STATED TASK: Return every line of the listing below verbatim, leaving out the picture.

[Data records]
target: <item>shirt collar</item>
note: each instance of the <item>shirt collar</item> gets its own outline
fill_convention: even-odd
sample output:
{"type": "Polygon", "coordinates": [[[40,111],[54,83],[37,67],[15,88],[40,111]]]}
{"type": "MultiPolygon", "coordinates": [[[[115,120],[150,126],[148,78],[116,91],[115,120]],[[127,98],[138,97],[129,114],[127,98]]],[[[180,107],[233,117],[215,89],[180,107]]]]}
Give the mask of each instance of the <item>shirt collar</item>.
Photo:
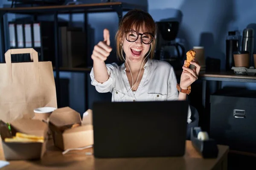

OUTPUT:
target: <item>shirt collar</item>
note: each instance of the <item>shirt collar</item> gets its own outline
fill_convention: even-odd
sample output:
{"type": "Polygon", "coordinates": [[[40,111],[54,83],[37,67],[15,88],[40,111]]]}
{"type": "MultiPolygon", "coordinates": [[[[115,120],[150,126],[148,78],[116,91],[115,120]],[[127,98],[138,97],[129,114],[127,98]]],[[[180,107],[233,117],[215,89],[180,107]]]]}
Give the mask of each instance of the <item>shirt collar</item>.
Photo:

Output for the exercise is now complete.